:: Supplied data ::

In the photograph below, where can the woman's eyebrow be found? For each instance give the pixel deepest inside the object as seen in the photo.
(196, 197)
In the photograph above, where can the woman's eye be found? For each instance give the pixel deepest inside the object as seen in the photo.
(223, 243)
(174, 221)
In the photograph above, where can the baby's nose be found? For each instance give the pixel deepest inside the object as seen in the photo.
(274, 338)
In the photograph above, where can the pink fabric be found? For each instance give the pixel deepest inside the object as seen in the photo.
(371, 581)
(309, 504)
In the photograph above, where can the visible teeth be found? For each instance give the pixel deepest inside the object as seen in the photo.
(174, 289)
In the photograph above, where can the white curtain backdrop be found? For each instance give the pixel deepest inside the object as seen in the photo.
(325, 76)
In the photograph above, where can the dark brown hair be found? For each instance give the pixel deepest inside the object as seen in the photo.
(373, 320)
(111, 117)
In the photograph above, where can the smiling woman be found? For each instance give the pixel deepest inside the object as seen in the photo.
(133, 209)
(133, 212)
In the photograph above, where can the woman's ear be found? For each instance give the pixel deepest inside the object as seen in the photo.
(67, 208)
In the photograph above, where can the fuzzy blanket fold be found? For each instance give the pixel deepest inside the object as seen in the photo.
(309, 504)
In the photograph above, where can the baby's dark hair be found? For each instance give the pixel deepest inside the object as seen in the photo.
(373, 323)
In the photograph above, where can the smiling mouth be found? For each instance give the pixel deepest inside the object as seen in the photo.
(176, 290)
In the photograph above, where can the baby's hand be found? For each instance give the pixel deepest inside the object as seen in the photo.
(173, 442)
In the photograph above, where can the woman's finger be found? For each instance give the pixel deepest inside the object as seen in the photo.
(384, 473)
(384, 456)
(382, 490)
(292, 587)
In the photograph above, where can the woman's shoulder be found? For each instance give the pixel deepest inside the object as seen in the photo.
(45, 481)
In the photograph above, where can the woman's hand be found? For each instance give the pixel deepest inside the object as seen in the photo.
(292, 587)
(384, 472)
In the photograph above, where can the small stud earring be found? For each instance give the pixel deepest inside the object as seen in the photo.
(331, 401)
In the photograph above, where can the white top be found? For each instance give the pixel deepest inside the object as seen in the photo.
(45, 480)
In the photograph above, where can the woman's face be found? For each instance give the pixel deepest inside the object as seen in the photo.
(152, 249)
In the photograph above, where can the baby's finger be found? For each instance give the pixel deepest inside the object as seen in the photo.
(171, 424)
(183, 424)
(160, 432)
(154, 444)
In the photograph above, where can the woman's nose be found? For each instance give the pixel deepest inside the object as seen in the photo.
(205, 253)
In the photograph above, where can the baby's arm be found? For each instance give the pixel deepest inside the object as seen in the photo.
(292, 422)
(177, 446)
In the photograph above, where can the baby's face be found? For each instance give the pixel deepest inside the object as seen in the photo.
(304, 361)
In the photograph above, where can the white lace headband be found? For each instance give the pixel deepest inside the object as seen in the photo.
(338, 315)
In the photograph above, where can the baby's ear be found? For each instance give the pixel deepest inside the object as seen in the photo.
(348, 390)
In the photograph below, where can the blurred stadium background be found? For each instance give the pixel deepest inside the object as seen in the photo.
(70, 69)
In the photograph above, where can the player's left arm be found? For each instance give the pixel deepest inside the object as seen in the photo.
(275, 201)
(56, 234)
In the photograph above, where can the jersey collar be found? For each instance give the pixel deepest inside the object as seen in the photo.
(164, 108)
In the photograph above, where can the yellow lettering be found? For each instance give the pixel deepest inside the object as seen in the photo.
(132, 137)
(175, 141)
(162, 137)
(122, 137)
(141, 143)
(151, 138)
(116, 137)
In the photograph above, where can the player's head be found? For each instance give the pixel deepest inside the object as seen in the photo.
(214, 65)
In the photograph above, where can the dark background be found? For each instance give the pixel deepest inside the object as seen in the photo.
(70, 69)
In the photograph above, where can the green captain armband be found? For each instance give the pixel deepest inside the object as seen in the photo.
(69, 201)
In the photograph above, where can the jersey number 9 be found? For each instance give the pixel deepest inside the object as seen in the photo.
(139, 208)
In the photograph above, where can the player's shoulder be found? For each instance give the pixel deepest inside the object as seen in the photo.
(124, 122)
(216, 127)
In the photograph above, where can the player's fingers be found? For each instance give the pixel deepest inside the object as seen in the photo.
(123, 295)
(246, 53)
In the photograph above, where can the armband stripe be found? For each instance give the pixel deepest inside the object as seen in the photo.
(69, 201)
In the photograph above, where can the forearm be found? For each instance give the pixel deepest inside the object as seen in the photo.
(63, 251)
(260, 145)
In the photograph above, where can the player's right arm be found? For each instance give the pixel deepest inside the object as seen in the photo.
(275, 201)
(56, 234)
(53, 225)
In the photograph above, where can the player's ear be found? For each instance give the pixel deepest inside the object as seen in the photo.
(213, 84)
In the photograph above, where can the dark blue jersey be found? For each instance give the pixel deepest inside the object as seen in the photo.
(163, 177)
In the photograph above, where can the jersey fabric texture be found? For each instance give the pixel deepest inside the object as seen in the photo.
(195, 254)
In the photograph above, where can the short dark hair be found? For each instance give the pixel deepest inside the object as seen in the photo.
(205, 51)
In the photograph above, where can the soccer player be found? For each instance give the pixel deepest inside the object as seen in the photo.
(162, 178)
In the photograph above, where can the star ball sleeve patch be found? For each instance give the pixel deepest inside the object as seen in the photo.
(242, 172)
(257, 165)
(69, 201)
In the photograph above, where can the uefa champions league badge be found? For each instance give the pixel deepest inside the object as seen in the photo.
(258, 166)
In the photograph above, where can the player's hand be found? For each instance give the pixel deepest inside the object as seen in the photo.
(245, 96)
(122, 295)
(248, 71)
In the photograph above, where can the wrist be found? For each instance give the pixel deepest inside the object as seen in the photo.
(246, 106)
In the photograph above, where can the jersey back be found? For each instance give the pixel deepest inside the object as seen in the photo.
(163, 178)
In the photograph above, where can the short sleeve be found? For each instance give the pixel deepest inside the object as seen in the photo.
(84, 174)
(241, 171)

:::

→ **Exercise**: Take the material above and return all of it exactly.

→ **Response below**:
In the photograph below, where can the woman's eyebrow be found? For each instance give the pixel deepest inside the object as seen in the photo.
(196, 197)
In the photograph above, where can the woman's eye be found? For each instance give the pixel deepest inside the object as seen in the photo.
(223, 243)
(174, 221)
In the photograph above, where can the baby's nose be found? For each instance give the pixel deepest inside the object as seen in the photo.
(274, 338)
In the photograph above, where can the pink fabric be found? For each instance give the pixel deepest inside the object as seen in the photo.
(371, 581)
(309, 504)
In the photograph above, where can the visible teeth be found? For each instance give the pixel deepest inside the object as seen in the photo.
(174, 289)
In the photograph above, where can the white curtain backdrop be found? For each instance give the pixel deepest inside the object as seen in the photo.
(325, 76)
In the photograph above, where can the dark brown hair be found? For each instance give the pixel deepest inside the object as seen in the photo.
(373, 320)
(111, 117)
In the photograph above, where can the smiling woman be found? For each instance give the pixel deepest inside the object as seen in the photo.
(133, 209)
(133, 212)
In the photograph above, where can the woman's ear be found? For each instance give the pixel deepest inside the object as seen in the photo.
(67, 208)
In the photograph above, where can the fuzzy blanket fold be found? For each instance give the pixel deepest inside the object as seen in the photo.
(309, 504)
In the photograph above, where can the baby's dark hair be found? For each instance give the pixel deepest inside the object as seen in the photo.
(373, 323)
In the photograph above, where can the smiling mouth be found? For each instance give the pixel deepest inside the object as seen in the photo.
(176, 290)
In the photograph above, where can the baby's hand be found? For each instance give the pixel deepest inside the object as seen in the photo.
(173, 442)
In the photograph above, where can the woman's finger be found? For each instance give the pixel deepest inside the object as seen in the photo.
(384, 473)
(384, 456)
(382, 490)
(292, 587)
In the photograph above, where can the woman's shoulder be found? For each instance give the pixel deepest inside the object as seen in the photo.
(45, 481)
In the photograph above, where can the woman's hand be found? For each instance give the pixel deepest inside the object as seen in the photo.
(292, 587)
(384, 472)
In the photograph above, where can the small stud earring be found? For each instance give the pixel deepest inside the object as seen in the photo.
(331, 401)
In the photograph above, where can the white top be found? For each instance give the pixel deepest inside the object as seen in the photo.
(45, 480)
In the photograph above, where can the woman's face be found? For each instance give the pixel deepest inside the object as seen in the photo.
(152, 249)
In the photograph above, where can the baby's finger be found? For each instance give the pixel deepest inside the object as seen in the photo.
(171, 424)
(183, 424)
(160, 432)
(154, 444)
In the photograph above, where can the woman's nose be found? For each instance give the pixel deepest inside the object as seen in the photo.
(205, 253)
In the photograph above, where can the baby's arm be found? For each instance give the pixel deepest inside the object as seen in the photo.
(292, 422)
(177, 446)
In the photograph above, where can the baby's face be found? For each instance give the pixel deepest inside the object as seen in the photo.
(304, 361)
In the photograph above, where can the white lace headband be found? For each instance give the pixel deepest inside the object as seen in the photo.
(338, 315)
In the photograph above, where can the baby's ear be found? For each instance give the pixel deepest inside the object as seen in the photo.
(348, 390)
In the photograph below, where can the blurred stadium background be found? For each instance give the pixel deepest inside the object as seen in the photo.
(70, 69)
In the photograph above, where can the player's left arm be found? For each instance give the pixel deepest inside the object as seen in the photo.
(275, 201)
(56, 234)
In the photograph above, where can the jersey collar be found? For each instance give the pixel deepest inside the object as seen in the photo.
(164, 108)
In the photograph above, where can the yellow lettering be found? For each instance give the pixel deepest inside the object as seen in the photo.
(132, 137)
(175, 141)
(162, 137)
(122, 137)
(141, 143)
(151, 138)
(116, 137)
In the photograph above, where can the player's head be found? For each instance give the pixel deepest inside the object as seen in the photo.
(214, 65)
In the photograph above, where can the dark background be found? For each instance give the pixel deepest inside the object as seen in the photo.
(70, 69)
In the photograph above, where can the green captain armband be found? For each instance give the pixel deepest inside the object as seen in the photo.
(69, 201)
In the photograph above, where can the jersey number 9 be found? For each instance give the pixel deepest inside the object as seen in the photo.
(139, 208)
In the photograph above, where can the player's shoulder be found? For each instance give the pixel deepest inside the object as seen in the photo.
(124, 122)
(216, 127)
In the photograph above, where can the player's fingers be found? For each instance give the pixel deepest inside the object as seen in the photo.
(123, 295)
(246, 53)
In the photograph above, where can the armband stripe be found? For each instance give the pixel deepest inside the object as seen in the photo.
(69, 201)
In the photograph above, where can the forearm be found? For each instance give the pixel deepest inside the object as seen in the photo.
(63, 251)
(260, 145)
In the photograph above, where can the player's right arm be found? For each instance give the pixel deepest inside the object as seen in the photo.
(275, 201)
(56, 234)
(53, 225)
In the photograph above, where can the player's ear be found? For each instance give the pixel deepest inside the object as seen in the photo.
(213, 84)
In the photograph above, where can the dark blue jersey be found? For each instance give the pixel deepest inside the object as seen in the photo.
(163, 177)
In the photograph above, where can the jersey fabric texture be found? For each instance give the pixel deepest inside the object as seen in the photo.
(195, 254)
In the photograph above, where can the short dark hair be found? For each instance give the pixel deepest inside the object as seen in the photo.
(205, 51)
In the photograph above, where can the soccer player be found? For each instance give the pixel deepest inside the object as seen in the photo.
(162, 178)
In the photograph above, where can the star ball sleeve patch be found? For each instance give the pixel deepest inside the object as seen in the photo.
(242, 172)
(257, 165)
(69, 201)
In the photograph above, where can the uefa champions league badge be found? For each instance give the pixel deepest inside the object as seen in the photo.
(258, 166)
In the photograph above, where can the player's hand be found? For each instance give the pixel deepest inside the object as seen in the photo.
(245, 96)
(122, 295)
(248, 71)
In the photograph above, where can the wrist be found? For each instance give the pixel deepest inside the object as seen in the photo.
(246, 106)
In the photograph above, where can the jersey back be found? For each instance give the pixel deepest inside the object as seen in the photo.
(163, 178)
In the photograph above, where can the short sleeve be found? For each instance give the pixel deepest inside the object as seen in the photo.
(84, 174)
(241, 171)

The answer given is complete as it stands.